◆ Data listing
◆ ◆ ◆ ◆

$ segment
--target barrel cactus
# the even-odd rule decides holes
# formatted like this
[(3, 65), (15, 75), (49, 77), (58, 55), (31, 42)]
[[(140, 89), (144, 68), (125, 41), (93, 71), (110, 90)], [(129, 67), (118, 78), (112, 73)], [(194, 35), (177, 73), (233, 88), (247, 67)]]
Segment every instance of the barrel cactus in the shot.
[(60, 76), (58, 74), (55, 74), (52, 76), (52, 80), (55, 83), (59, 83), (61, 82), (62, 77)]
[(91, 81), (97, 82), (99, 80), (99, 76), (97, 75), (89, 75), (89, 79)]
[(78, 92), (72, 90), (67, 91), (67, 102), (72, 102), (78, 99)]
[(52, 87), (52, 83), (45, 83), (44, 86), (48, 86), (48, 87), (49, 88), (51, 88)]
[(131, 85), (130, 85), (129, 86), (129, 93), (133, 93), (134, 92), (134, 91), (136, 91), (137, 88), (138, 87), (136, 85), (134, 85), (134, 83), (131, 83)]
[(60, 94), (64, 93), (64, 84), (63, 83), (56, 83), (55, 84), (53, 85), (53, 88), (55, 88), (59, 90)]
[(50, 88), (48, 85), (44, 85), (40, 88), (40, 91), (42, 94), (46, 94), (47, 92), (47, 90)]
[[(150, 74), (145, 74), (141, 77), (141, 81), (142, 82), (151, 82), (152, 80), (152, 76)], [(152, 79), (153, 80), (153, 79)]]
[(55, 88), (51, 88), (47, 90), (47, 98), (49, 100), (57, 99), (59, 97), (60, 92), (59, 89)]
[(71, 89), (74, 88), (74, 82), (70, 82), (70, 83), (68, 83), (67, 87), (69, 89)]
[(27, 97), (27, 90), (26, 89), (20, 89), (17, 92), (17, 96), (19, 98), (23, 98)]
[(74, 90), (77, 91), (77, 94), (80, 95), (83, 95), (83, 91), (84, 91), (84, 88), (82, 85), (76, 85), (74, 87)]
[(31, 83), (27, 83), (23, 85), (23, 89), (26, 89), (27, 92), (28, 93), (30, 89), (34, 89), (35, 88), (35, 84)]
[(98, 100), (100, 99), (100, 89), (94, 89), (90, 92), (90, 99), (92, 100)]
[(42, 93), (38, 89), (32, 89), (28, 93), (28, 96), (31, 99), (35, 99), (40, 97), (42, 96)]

◆ ◆ ◆ ◆

◆ Task to carry out
Rewrite the lines from the start of the records through the line with "82), (62, 77)]", swapping "barrel cactus" for "prickly pear" and leaving everything else unchanged.

◆ Task result
$ segment
--target prickly pear
# the even-odd rule decides holes
# formatted like this
[(3, 65), (15, 75), (49, 77), (58, 55), (31, 42)]
[[(140, 89), (144, 68), (125, 41), (93, 71), (110, 90)], [(129, 67), (118, 78), (112, 73)], [(194, 35), (177, 73), (233, 88), (247, 67)]]
Segment every instance of the prickly pear in the shot.
[(60, 76), (58, 74), (55, 74), (52, 76), (52, 80), (55, 83), (59, 83), (61, 82), (62, 77)]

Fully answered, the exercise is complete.